● EXERCISE GOAL: Rewrite these items so that every "beige" becomes "tan", and leave everything else unchanged.

======== EXTRACTED MATERIAL ========

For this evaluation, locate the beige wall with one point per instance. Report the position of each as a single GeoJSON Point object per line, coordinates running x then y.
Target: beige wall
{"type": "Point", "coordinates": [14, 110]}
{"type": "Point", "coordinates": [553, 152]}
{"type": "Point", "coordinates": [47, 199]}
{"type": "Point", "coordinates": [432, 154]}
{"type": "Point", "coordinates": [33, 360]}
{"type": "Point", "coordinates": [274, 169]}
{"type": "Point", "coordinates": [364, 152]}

========

● RESULT OF THE TASK:
For this evaluation, locate the tan wall with one point per instance. Report the position of each as a single GeoJSON Point object per line, coordinates running x then y.
Target: tan wall
{"type": "Point", "coordinates": [14, 110]}
{"type": "Point", "coordinates": [553, 152]}
{"type": "Point", "coordinates": [47, 199]}
{"type": "Point", "coordinates": [432, 154]}
{"type": "Point", "coordinates": [33, 360]}
{"type": "Point", "coordinates": [274, 169]}
{"type": "Point", "coordinates": [364, 152]}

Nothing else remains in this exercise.